WHAT YOU NEED TO DO:
Return the records below exactly, leaving nothing out.
=== Section Start ===
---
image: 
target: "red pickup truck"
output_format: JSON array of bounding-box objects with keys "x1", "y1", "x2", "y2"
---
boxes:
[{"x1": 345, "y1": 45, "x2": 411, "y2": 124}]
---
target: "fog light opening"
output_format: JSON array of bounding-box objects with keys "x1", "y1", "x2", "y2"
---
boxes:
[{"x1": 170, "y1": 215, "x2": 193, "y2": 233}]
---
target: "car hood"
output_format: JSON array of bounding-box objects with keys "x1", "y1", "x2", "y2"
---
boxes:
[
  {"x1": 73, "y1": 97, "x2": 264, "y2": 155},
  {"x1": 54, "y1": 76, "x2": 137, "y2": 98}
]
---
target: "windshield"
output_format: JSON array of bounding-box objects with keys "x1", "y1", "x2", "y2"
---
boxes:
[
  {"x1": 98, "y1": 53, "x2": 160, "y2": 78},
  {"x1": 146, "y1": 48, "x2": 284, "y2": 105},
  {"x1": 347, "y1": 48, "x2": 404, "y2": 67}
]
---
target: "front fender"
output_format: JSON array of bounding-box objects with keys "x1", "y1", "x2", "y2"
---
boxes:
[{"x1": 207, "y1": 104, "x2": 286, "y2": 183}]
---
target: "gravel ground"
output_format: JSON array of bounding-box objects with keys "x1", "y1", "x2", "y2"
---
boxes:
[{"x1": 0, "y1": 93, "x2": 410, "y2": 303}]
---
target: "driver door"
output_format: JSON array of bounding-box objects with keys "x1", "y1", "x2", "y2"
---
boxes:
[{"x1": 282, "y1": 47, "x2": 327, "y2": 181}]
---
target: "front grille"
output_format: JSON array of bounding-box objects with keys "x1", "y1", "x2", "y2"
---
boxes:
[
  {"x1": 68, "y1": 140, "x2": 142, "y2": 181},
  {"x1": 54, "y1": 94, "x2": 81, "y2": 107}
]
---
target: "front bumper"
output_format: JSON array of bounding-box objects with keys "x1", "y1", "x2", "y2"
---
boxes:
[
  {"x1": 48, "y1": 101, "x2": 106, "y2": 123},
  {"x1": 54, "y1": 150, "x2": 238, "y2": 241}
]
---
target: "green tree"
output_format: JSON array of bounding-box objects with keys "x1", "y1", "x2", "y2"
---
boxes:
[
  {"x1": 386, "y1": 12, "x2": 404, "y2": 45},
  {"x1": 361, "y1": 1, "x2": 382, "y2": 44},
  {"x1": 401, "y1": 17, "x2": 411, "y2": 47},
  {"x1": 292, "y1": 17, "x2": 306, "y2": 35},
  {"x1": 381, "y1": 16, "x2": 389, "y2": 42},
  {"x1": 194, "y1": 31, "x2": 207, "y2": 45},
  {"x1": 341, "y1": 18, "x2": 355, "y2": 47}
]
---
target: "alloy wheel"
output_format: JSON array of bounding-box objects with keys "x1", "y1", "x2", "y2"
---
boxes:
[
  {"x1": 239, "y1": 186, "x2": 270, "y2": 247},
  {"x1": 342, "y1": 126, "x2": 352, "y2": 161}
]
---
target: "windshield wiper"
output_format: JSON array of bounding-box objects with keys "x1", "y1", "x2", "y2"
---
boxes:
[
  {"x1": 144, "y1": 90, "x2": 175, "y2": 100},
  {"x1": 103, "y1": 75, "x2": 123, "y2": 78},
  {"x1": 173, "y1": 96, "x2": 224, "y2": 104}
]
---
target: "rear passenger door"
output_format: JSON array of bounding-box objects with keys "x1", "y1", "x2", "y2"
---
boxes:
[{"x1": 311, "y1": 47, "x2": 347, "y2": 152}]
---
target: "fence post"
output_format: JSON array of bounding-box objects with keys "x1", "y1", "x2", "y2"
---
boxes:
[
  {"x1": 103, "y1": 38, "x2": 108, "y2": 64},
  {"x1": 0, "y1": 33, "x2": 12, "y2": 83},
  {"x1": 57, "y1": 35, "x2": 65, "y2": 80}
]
=== Section End ===
RESULT OF THIS TASK:
---
image: 
target: "red pickup truck"
output_format: JSON array of bounding-box objects with keys "x1", "y1", "x2", "y2"
---
boxes:
[{"x1": 345, "y1": 45, "x2": 411, "y2": 124}]
---
target: "fog light opening"
output_format: JSON array of bounding-box objects with keys "x1", "y1", "x2", "y2"
---
boxes:
[{"x1": 170, "y1": 215, "x2": 193, "y2": 233}]
---
target: "car hood"
output_format: JSON array of bounding-box objects with keys "x1", "y1", "x2", "y2"
---
boxes:
[
  {"x1": 73, "y1": 97, "x2": 264, "y2": 155},
  {"x1": 54, "y1": 76, "x2": 137, "y2": 98}
]
---
target: "windshield"
output_format: JSON array of bounding-box objects with keys "x1", "y1", "x2", "y2"
---
boxes:
[
  {"x1": 98, "y1": 53, "x2": 160, "y2": 78},
  {"x1": 146, "y1": 48, "x2": 284, "y2": 105},
  {"x1": 347, "y1": 48, "x2": 404, "y2": 67}
]
---
target: "front fender"
output_format: JSON array of bounding-box objects with keys "x1", "y1", "x2", "y2"
---
boxes:
[{"x1": 207, "y1": 104, "x2": 286, "y2": 183}]
---
target: "gravel ground"
output_format: JSON array of bounding-box objects with keys "x1", "y1", "x2", "y2"
---
boxes:
[{"x1": 0, "y1": 93, "x2": 410, "y2": 303}]
---
target: "driver door"
output_format: JSON array of bounding-box objects with keys "x1", "y1", "x2", "y2"
---
boxes:
[{"x1": 282, "y1": 47, "x2": 327, "y2": 181}]
---
target: "front grille"
output_format: JSON array of bounding-box objects with keys "x1", "y1", "x2", "y2"
---
boxes:
[
  {"x1": 68, "y1": 140, "x2": 142, "y2": 181},
  {"x1": 54, "y1": 94, "x2": 81, "y2": 107}
]
---
target: "front bumper"
output_format: JSON array of bounding-box objects with keys "x1", "y1", "x2", "y2"
---
boxes:
[
  {"x1": 48, "y1": 101, "x2": 106, "y2": 123},
  {"x1": 54, "y1": 150, "x2": 238, "y2": 241}
]
---
target: "green tree"
output_format: JSON array of bounding-box objects with keys "x1", "y1", "x2", "y2"
---
boxes:
[
  {"x1": 386, "y1": 12, "x2": 404, "y2": 45},
  {"x1": 361, "y1": 1, "x2": 382, "y2": 44},
  {"x1": 401, "y1": 17, "x2": 411, "y2": 47},
  {"x1": 292, "y1": 17, "x2": 306, "y2": 35},
  {"x1": 381, "y1": 16, "x2": 389, "y2": 42},
  {"x1": 194, "y1": 31, "x2": 207, "y2": 45},
  {"x1": 341, "y1": 18, "x2": 355, "y2": 47}
]
---
target: "alloy wheel"
output_format: JSON array of bounding-box objects with keys "x1", "y1", "x2", "y2"
---
boxes:
[
  {"x1": 239, "y1": 186, "x2": 270, "y2": 247},
  {"x1": 342, "y1": 126, "x2": 352, "y2": 161}
]
---
target: "windshield wiper"
output_format: JSON array of bounding-box objects with keys "x1", "y1", "x2", "y2"
---
boxes:
[
  {"x1": 144, "y1": 90, "x2": 175, "y2": 100},
  {"x1": 103, "y1": 75, "x2": 123, "y2": 78},
  {"x1": 173, "y1": 96, "x2": 224, "y2": 104}
]
---
target: "rear passenger door"
output_format: JSON array of bounding-box objects with keys "x1", "y1", "x2", "y2"
---
boxes:
[{"x1": 311, "y1": 47, "x2": 347, "y2": 152}]
---
target: "fence post"
output_format: JSON array of bounding-box objects with keys "x1", "y1", "x2", "y2"
---
boxes:
[
  {"x1": 103, "y1": 38, "x2": 108, "y2": 64},
  {"x1": 0, "y1": 33, "x2": 12, "y2": 83},
  {"x1": 57, "y1": 35, "x2": 65, "y2": 80}
]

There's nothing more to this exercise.